**Textauszug**
--- --- ---

Facebook selbst lässt derzeit von einer externen Computerfirma prüfen, ob CA die Daten wie verlangt gelöscht hat.
Die Investoren
Die Datenaffäre kommt Facebook jetzt schon teuer zu stehen. Die drohenden Gesetzesverschärfungen haben die Anleger verunsichert. Facebooks Aktien stürzten seit Wochenbeginn um zwölf Prozentpunkte ab. Die Sorge, im Zuge der Datenaffäre könnten auch andere Internet-Giganten strenger reguliert werden, trifft die gesamte Branche.
Die ersten Investoren nehmen den einst so erfolgsverwöhnten Internetkonzern in die Zange und haben wegen des massiven Kursverfalls der Aktie vor einem Bundesgericht in San Francisco Klage eingereicht. Der Vorwurf: bewusste Irreführung beim Thema Datenschutz. Beobachter gehen davon aus, dass dies nur der Anfang ist und eine regelrechte Klagewelle auf den Konzern zurollen könnte.
Nach Einschätzung des früheren Facebook-Investors Roger McNamee steht der Plattform eine öffentliche Vertrauenskrise bevor, die das Unternehmen komplett zerstören könnte. "Sie haben nicht einmal den ersten Schritt gemacht und zugugeben, dass es ein Problem gibt", sagte der Risikokapitalgeber Roger McNamee dem US-TV-Sender "CNN".

--- --- ---

**Aufgaben**
- A) Liste jede Zeile auf, in der die Zeichenfolge „instance“ vorkommt, und achte dabei auf Groß- und Kleinschreibung.
- B) Bitte führe den Text zur Facebook-Datenaffäre im Anschluss an seinen letzten Satz weiter.
Die Zeilen haben mit dem Text zur Facebook-Datenaffäre nichts zu tun.

Umriss-Datensätze
--- --- ---

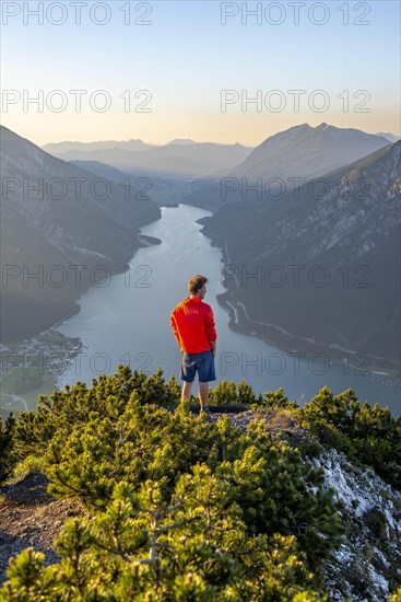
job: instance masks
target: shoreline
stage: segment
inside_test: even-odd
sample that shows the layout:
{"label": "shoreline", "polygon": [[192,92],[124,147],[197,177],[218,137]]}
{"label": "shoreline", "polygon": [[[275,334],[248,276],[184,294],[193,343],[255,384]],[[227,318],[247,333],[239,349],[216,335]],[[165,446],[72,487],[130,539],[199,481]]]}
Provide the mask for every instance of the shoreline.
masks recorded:
{"label": "shoreline", "polygon": [[[216,246],[221,250],[221,263],[231,265],[227,242],[223,241],[217,235],[204,230],[204,225],[201,229],[201,232],[211,240],[212,246]],[[236,280],[235,275],[234,279]],[[264,343],[273,345],[274,347],[278,347],[280,350],[286,354],[320,352],[321,355],[323,352],[327,355],[327,359],[330,362],[340,367],[344,367],[344,359],[346,357],[347,369],[354,370],[355,374],[376,374],[378,377],[380,375],[392,381],[397,385],[401,384],[399,368],[396,363],[393,367],[391,367],[391,360],[385,360],[379,357],[369,356],[371,363],[369,367],[363,369],[361,368],[361,366],[357,366],[355,363],[355,359],[353,360],[353,357],[361,357],[361,354],[352,349],[345,349],[340,347],[339,345],[318,343],[314,339],[293,335],[292,333],[285,331],[279,324],[267,324],[253,321],[251,317],[249,317],[249,315],[247,315],[246,306],[235,298],[235,292],[237,289],[238,285],[236,289],[227,288],[226,291],[216,297],[219,305],[228,313],[228,327],[232,331],[236,331],[245,335],[257,336],[261,338]],[[343,356],[339,358],[339,354],[343,354]]]}
{"label": "shoreline", "polygon": [[[155,236],[148,236],[146,234],[140,233],[138,233],[137,236],[138,245],[128,262],[131,262],[133,259],[139,248],[162,244],[162,241]],[[123,270],[110,268],[110,275],[117,276],[118,274],[127,273],[129,270],[128,262],[125,266],[126,269]],[[73,301],[75,304],[75,310],[73,312],[70,312],[69,314],[62,316],[60,320],[52,323],[44,331],[32,334],[31,336],[21,340],[8,340],[4,343],[0,343],[0,383],[2,383],[3,380],[9,377],[15,368],[21,368],[24,373],[28,372],[30,367],[33,368],[35,366],[35,359],[30,360],[30,356],[33,356],[34,358],[42,358],[44,373],[47,372],[48,374],[50,374],[55,390],[62,390],[62,386],[60,384],[61,377],[73,363],[74,358],[82,352],[84,345],[80,337],[66,336],[57,328],[80,312],[81,306],[79,304],[79,300],[90,290],[90,288],[91,287],[87,287],[85,290],[82,290],[80,297]],[[33,390],[27,390],[24,393],[32,395],[33,392]],[[21,394],[21,398],[23,401],[24,393]],[[39,394],[40,392],[37,393],[37,396]]]}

--- --- ---

**Antworten je Aufgabe**
- A)
job: instance masks
Provide the mask for every instance of the shoreline.

- B)
Dabei habe er bereits 2016 Facebook-Chef Mark Zuckerberg und dessen Rechte Hand Sheryl Sandberg auf die Problematik angesprochen. Sie hätten das jedoch als PR-Problem abgetan.
Er könne nicht verstehen, dass Zuckerberg und Sandberg nicht zugeben wollten, wie "ihre Strategie des Wachstums um jeden Preis" negative Auswirkungen zur Folge habe, sagte McNamee. Roger McNamee war maßgeblich an der Gründung namhafter Venture Capital-Unternehmen aus der Tech-Branche beteiligt, investierte auch früh in Facebook und hält noch Anteile an dem sozialen Netzwerk.
Die Mitarbeiter
McNamee ist nicht der einzige Förderer, der sich nun gegen das soziale Netzwerk wendet. Auch intern rumort es. Der Sicherheitschef Alex Stamos musste bereits gehen, weil er mit dem aktuellen Kurs der Konzernspitze nicht einverstanden war. Die Meinungsverschiedenheiten reichen offenbar schon länger zurück. Stamos sprach sich für mehr Offenheit bei der Aufarbeitung der Affäre um russischen Einfluss auf den US-Präsidentenwahlkampf aus, konnte sich aber gegen die Konzernleitung um Sharyl Sandberg nicht durchsetzen.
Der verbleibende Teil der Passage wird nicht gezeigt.